* **Exercise brief**
Answer these from the forum report below:
1. Which platform was used to hold the forum virtually?
2. What range of probabilities is given for the wetter than average category?
3. When were the sectorial sessions held?

* **Extract provided**
Report of the 58 Greater Horn of Africa Climate Outlook Forum

July 1, 2021


Due to the COVID-19 pandemic, the IGAD Climate Prediction and Applications Centre (ICPAC) held its GHACOF58 virtually using Airmeet platform. The GHACOF58 issued the June to September 2021 rainfall forecasts for the region, including its potential impacts and mitigation measures.

It also reviewed the March-May 2020 seasonal rainfall performance, i.e., rainfall onset, amounts, distribution, and impacts vis-a-vis the previous seasonal outlook.

The forum was held within the framework of the IGAD regional strategy for mainstreaming climate information into key socio-economic sectors for resilience and sustainable development. It brought together representatives from National Meteorological and Hydrological Services (NMHSs), sector focal points, regional partners, and global climate centers to ensure consistency in the access to and the interpretation of seasonal rainfall and temperature prediction in the Greater Horn of Africa (GHA) and the implications for critical sectors. Others were from socio-economic sectors such as agriculture and food security, health, water resources, energy, disaster risk reduction, civil society, conflict early warning response, environment and forestry, communication, and media, among other users of climate information and prediction products. The forum provided a structured means for users, researchers, and climate services providers to interact at the regional level to ensure that user needs for the seasonal prediction are met.

The methodology adopted to achieve its objective included power point presentations shared through Airmeet and plenary dialogue. The forum formulated mitigation and response strategies as a consequence of the June–September 2021 seasonal outlook.

After many hours of deliberations, the Director of ICPAC read the forum’s statement to the participants. The consolidated objective climate forecast generally indicated a relatively higher chance of wetter conditions over much of the northern Tanzania and along a north-south band centered on the Uganda, Kenya, South Sudan, and Ethiopia borders and including parts of Uganda, Rwanda, and Burundi. In these regions, probabilities for the wetter than average category range from 35-50%. In contrast, probabilities for drier than average conditions are enhanced over parts of eastern Ethiopia and reach 45% at few locations.

All the sectorial sessions were held a day before the main event. Historically, GHACOFs sessions had two breakout sessions that reviewed lessons learned from the preceding forum as well as formulated implications of the coming climate outlook and response strategies. In line with restructuring GHACOF events based on stakeholders’ recommendations and survey outcome, more time for sector discussions were innovatively created while at the same time minimizing the long sector activities, particularly for online GHACOF session. The sectors involved were Agriculture and Food Security, Disaster Risk Management (DRM), Water Resources Management and Energy, Livestock, Health, Environment and Forestry, Media, and the Conflict Early Warning and Response Mechanism (CEWARN). Climate Change experts also had a parallel workshop on day one but later joined the various sectors on the second day.

Despite the success, there were technological challenges that affected the online forum. Structurally, internet services generally are not widespread and stable in many parts of the region, which can significantly affect the quality and rate of participation in virtual forums.

* **Data for analysis**
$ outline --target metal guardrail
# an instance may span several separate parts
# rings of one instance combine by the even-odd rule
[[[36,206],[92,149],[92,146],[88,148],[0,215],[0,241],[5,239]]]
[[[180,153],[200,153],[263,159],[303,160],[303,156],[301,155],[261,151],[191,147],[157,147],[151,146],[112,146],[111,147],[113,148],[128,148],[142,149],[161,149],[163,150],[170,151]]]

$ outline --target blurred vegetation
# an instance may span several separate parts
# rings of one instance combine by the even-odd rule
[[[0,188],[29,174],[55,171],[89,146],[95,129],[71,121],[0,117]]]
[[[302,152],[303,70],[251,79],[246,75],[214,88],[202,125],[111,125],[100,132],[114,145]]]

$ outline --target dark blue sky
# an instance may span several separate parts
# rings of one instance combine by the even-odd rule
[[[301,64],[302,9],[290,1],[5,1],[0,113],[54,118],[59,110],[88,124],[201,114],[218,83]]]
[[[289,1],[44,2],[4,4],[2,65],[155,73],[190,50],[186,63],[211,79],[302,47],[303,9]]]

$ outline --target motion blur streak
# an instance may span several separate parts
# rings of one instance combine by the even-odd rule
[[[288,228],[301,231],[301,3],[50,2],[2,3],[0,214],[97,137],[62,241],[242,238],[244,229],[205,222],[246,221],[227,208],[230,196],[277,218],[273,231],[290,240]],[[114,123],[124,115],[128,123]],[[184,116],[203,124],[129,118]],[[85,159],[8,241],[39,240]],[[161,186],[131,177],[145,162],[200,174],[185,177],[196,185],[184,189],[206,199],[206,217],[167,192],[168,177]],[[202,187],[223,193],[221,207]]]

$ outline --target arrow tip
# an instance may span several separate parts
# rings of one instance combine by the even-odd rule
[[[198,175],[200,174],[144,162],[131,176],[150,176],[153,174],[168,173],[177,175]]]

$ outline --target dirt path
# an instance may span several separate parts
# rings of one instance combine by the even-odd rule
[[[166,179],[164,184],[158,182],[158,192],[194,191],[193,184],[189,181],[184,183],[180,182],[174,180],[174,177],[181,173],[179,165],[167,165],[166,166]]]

* **Result of this exercise**
1. Airmeet
2. 35-50%
3. A day before the main event